▸ **Aim of the exercise**:
Select all lines in the records that include "boat".

▸ **Source records**:
◆ ◆ ◆ ◆

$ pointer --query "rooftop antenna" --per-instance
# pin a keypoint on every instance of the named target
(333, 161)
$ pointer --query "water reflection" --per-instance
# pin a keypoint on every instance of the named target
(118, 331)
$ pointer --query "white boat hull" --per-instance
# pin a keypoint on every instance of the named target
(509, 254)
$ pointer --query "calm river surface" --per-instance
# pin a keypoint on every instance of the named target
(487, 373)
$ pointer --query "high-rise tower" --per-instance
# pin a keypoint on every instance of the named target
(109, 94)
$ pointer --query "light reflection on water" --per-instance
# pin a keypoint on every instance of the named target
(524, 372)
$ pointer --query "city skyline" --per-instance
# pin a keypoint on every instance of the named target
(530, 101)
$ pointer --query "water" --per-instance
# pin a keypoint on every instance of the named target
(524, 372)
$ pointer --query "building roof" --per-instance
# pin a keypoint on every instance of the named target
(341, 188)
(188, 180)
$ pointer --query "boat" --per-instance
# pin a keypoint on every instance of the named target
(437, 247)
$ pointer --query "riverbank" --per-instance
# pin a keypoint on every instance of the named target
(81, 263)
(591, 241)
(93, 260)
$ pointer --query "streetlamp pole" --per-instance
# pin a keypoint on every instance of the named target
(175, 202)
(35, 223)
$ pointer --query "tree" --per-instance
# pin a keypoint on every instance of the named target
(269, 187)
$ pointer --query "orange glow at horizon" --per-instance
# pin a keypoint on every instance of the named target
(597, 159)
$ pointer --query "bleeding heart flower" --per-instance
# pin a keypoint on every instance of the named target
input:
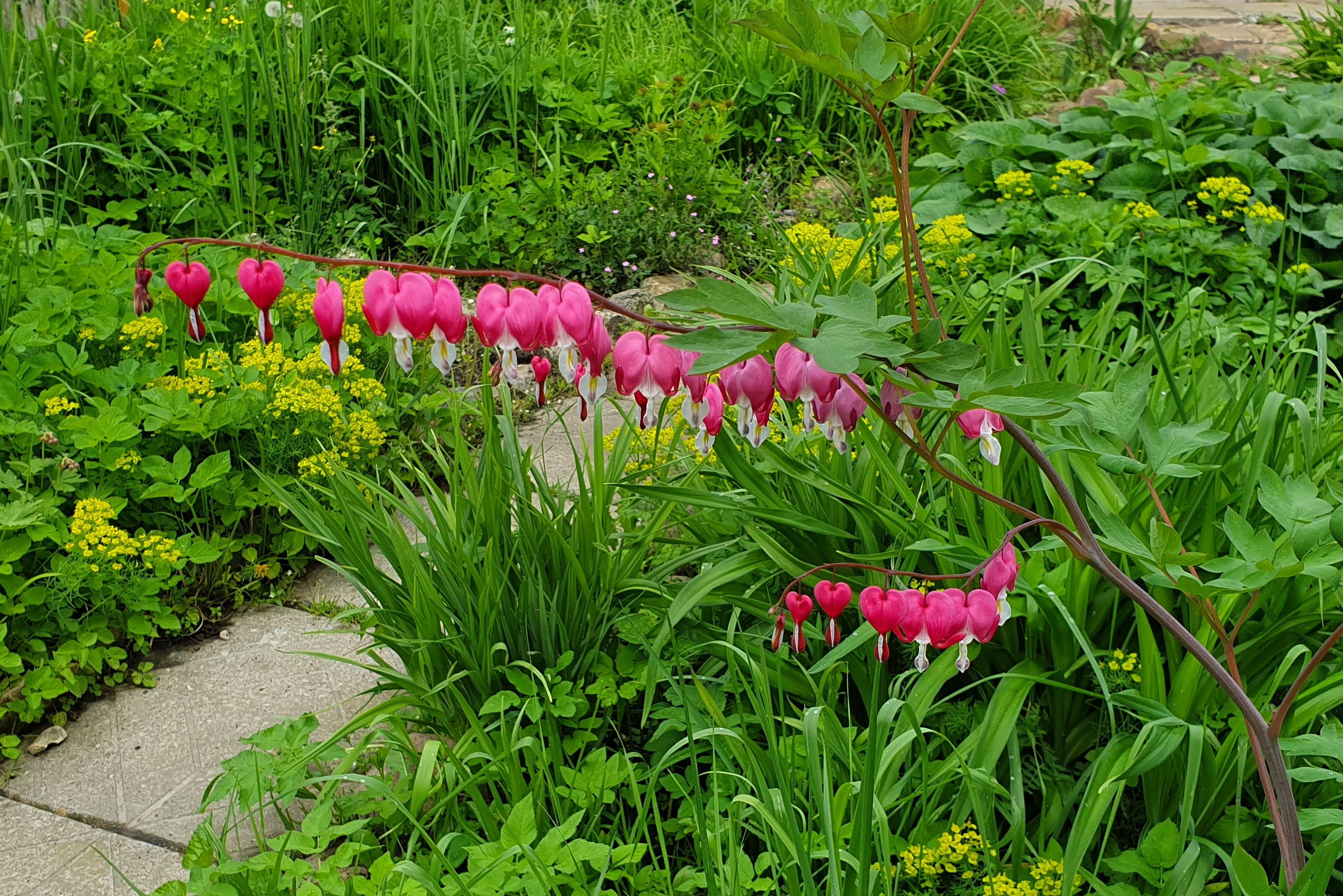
(982, 424)
(540, 371)
(1001, 577)
(449, 325)
(509, 320)
(892, 406)
(190, 285)
(883, 608)
(981, 623)
(833, 599)
(696, 384)
(574, 320)
(712, 423)
(589, 379)
(646, 368)
(143, 301)
(329, 314)
(799, 608)
(262, 282)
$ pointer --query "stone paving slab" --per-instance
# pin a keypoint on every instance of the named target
(140, 760)
(46, 855)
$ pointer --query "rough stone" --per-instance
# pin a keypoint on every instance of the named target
(48, 740)
(1092, 96)
(48, 855)
(664, 284)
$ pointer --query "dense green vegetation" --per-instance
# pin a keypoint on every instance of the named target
(586, 698)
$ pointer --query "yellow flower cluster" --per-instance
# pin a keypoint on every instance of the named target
(195, 386)
(1075, 168)
(305, 397)
(1261, 214)
(101, 542)
(1225, 189)
(958, 852)
(821, 245)
(947, 233)
(141, 335)
(59, 404)
(1015, 184)
(1120, 662)
(128, 460)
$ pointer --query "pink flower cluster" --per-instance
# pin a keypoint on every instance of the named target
(943, 619)
(415, 307)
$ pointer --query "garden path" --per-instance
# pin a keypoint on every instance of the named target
(1240, 27)
(125, 786)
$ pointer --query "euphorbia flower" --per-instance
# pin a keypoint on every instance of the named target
(190, 284)
(981, 623)
(982, 424)
(574, 318)
(884, 609)
(143, 301)
(799, 377)
(262, 282)
(646, 368)
(1001, 577)
(449, 325)
(799, 608)
(696, 386)
(589, 379)
(833, 599)
(841, 416)
(329, 314)
(508, 320)
(540, 371)
(712, 419)
(380, 301)
(894, 407)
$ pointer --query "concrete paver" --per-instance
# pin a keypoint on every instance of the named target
(46, 855)
(140, 760)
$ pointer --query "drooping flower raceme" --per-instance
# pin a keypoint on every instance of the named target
(508, 320)
(329, 314)
(646, 368)
(449, 325)
(589, 379)
(1001, 577)
(574, 318)
(799, 608)
(190, 284)
(262, 282)
(982, 424)
(799, 377)
(833, 599)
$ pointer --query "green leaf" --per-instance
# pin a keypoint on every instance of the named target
(919, 102)
(211, 471)
(720, 346)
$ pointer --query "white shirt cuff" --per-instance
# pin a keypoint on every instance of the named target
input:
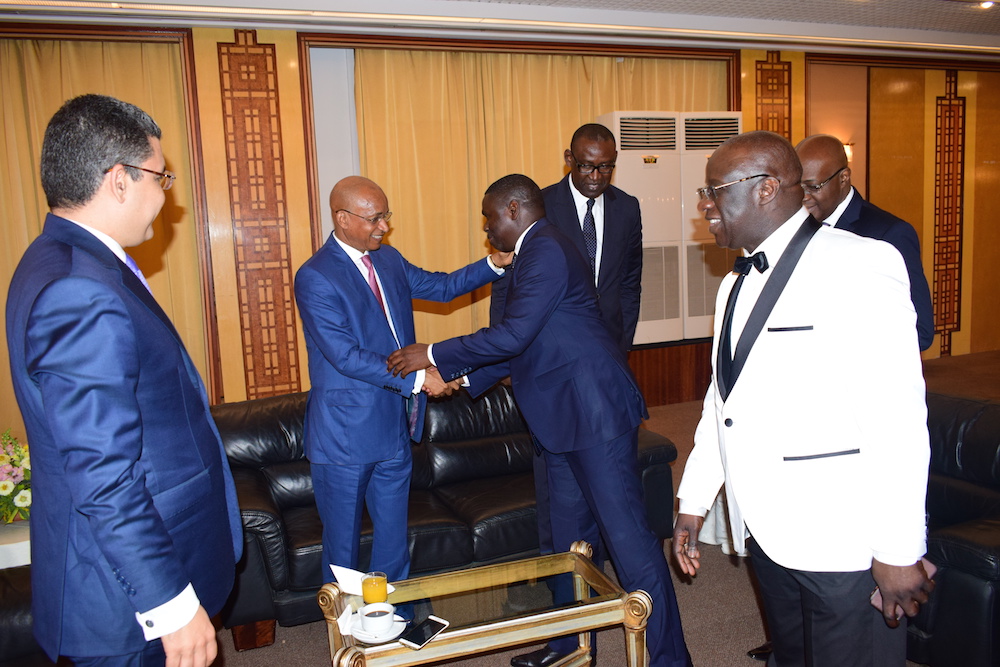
(499, 270)
(685, 507)
(170, 616)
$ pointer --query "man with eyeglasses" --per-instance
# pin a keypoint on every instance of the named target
(605, 225)
(831, 199)
(815, 421)
(355, 299)
(135, 528)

◆ ◆ ◆ ◆

▸ **Reply to the exercise**:
$ pointer --query "white boat hull" --per-instance
$ pointer --query "boat" --per-instance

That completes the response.